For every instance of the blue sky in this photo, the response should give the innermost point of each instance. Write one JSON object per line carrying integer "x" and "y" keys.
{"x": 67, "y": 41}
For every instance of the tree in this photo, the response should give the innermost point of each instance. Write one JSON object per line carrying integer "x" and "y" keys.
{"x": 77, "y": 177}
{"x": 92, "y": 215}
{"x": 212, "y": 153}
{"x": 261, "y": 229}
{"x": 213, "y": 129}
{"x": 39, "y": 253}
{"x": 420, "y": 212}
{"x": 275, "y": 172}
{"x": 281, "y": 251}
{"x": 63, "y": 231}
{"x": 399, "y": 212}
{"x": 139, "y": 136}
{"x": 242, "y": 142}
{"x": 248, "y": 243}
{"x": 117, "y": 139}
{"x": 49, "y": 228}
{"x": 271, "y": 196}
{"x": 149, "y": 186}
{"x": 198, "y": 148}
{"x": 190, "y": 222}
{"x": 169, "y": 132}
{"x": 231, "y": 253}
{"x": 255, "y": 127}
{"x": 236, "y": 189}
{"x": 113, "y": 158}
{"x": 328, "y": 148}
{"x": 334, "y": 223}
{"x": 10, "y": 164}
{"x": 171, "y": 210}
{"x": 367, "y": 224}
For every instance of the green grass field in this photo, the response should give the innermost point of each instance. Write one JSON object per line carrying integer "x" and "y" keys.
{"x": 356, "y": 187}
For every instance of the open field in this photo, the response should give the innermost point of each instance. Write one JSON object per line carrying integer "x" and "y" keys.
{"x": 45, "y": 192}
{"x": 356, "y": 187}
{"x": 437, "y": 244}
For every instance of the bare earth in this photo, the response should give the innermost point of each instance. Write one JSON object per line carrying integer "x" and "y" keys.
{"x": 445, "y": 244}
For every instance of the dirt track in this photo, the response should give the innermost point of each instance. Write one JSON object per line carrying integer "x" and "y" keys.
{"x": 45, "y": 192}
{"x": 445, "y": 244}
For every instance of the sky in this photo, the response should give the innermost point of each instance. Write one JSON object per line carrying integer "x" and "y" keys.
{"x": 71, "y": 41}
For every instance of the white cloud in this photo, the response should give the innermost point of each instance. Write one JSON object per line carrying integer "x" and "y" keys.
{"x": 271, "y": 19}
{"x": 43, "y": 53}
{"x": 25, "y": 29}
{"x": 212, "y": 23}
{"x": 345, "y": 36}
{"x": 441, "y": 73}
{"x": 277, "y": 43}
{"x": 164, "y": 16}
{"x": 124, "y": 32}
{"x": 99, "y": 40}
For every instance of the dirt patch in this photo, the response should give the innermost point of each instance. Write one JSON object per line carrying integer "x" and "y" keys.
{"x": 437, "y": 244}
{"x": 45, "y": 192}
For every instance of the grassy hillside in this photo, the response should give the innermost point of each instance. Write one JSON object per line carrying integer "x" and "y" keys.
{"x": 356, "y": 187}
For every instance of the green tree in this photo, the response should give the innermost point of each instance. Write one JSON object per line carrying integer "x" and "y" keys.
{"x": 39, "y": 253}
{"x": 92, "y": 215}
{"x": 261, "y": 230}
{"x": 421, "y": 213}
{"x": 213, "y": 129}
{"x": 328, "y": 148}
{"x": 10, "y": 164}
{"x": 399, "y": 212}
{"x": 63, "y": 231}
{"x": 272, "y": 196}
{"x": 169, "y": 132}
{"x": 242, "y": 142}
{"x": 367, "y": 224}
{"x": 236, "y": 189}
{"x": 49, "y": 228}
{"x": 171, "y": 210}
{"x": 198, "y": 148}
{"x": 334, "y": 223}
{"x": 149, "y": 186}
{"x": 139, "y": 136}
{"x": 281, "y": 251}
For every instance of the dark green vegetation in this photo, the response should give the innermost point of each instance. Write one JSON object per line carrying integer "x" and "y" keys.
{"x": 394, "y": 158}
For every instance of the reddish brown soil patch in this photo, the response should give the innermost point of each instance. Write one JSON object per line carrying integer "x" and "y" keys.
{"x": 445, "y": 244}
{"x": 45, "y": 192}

▶ [TASK ITEM]:
Every line above should be reproduced precisely.

▶ [EXERCISE SOLUTION]:
For every instance of the blue sky in this photo, the response should give the innermost point of each instance. Write one JSON object per line carrying integer "x" and "y" keys.
{"x": 67, "y": 41}
For every instance of the tree in this photo, the response should give the innermost point of each instance. Write one JSON object per line carrying integer "x" and "y" keys.
{"x": 77, "y": 177}
{"x": 92, "y": 215}
{"x": 212, "y": 153}
{"x": 261, "y": 229}
{"x": 213, "y": 129}
{"x": 39, "y": 253}
{"x": 420, "y": 212}
{"x": 275, "y": 172}
{"x": 281, "y": 251}
{"x": 63, "y": 231}
{"x": 399, "y": 212}
{"x": 139, "y": 136}
{"x": 242, "y": 142}
{"x": 248, "y": 243}
{"x": 117, "y": 139}
{"x": 49, "y": 228}
{"x": 271, "y": 196}
{"x": 149, "y": 186}
{"x": 198, "y": 148}
{"x": 190, "y": 222}
{"x": 169, "y": 132}
{"x": 231, "y": 253}
{"x": 255, "y": 127}
{"x": 236, "y": 189}
{"x": 113, "y": 158}
{"x": 328, "y": 148}
{"x": 334, "y": 223}
{"x": 10, "y": 164}
{"x": 171, "y": 210}
{"x": 367, "y": 224}
For every instance of the green grass field in this photo, the response should give the innermost point of each instance. Write one JSON object per line carrying integer "x" and "y" keys.
{"x": 356, "y": 187}
For every instance of the open field in this photo, the response should give the innermost point of each instance. Write one JSON object per line carrying integer "x" and "y" keys.
{"x": 45, "y": 192}
{"x": 356, "y": 187}
{"x": 437, "y": 244}
For every instance of the bare earth in this photo, the response should give the innermost point of each instance. Write one JSON object per line carrying integer "x" and "y" keys.
{"x": 445, "y": 244}
For every instance of the dirt track in this photo, the response should give the innermost point of each instance. Write one JSON object per line carrying integer "x" and "y" keys.
{"x": 45, "y": 192}
{"x": 445, "y": 244}
For every instance of the sky in this photo, the response should give the innermost point of each instance. Write one JSON object per line carrying integer "x" and "y" keys.
{"x": 71, "y": 41}
For every instance of the white cloud in this photo, the response should give the innermost point of each instance. Write one JSON object per line carrying integer "x" and "y" keys.
{"x": 271, "y": 19}
{"x": 43, "y": 53}
{"x": 25, "y": 29}
{"x": 212, "y": 23}
{"x": 345, "y": 36}
{"x": 441, "y": 73}
{"x": 277, "y": 43}
{"x": 164, "y": 16}
{"x": 124, "y": 32}
{"x": 99, "y": 40}
For every instance of the dirt patch in this photo, the response should give the innermost point of each instance. Write one JSON object per line carrying integer "x" and "y" keys.
{"x": 437, "y": 244}
{"x": 45, "y": 192}
For every instance of the grassy hillside in this photo, the response should give the innermost point of each instance. Write one JSON object per line carrying integer "x" and "y" keys.
{"x": 356, "y": 187}
For every instance of the green tree in this photo, the response should give the innermost point of each instance. Write one JSON object per line carrying integer "x" and "y" keys.
{"x": 39, "y": 253}
{"x": 92, "y": 215}
{"x": 261, "y": 230}
{"x": 421, "y": 213}
{"x": 213, "y": 129}
{"x": 328, "y": 148}
{"x": 10, "y": 164}
{"x": 399, "y": 212}
{"x": 63, "y": 231}
{"x": 272, "y": 196}
{"x": 169, "y": 132}
{"x": 242, "y": 142}
{"x": 367, "y": 224}
{"x": 236, "y": 189}
{"x": 49, "y": 228}
{"x": 171, "y": 210}
{"x": 198, "y": 148}
{"x": 334, "y": 223}
{"x": 149, "y": 186}
{"x": 139, "y": 136}
{"x": 281, "y": 251}
For every instance of the dark green vegetation in this photo, the response should give the innermost point of each instance. Write one JSON object per line carrying integer "x" and "y" keys.
{"x": 394, "y": 158}
For every instance of the reddish brown soil patch in this photo, the response should give the innermost point of each instance. Write one JSON object per line carrying integer "x" and "y" keys.
{"x": 445, "y": 244}
{"x": 45, "y": 192}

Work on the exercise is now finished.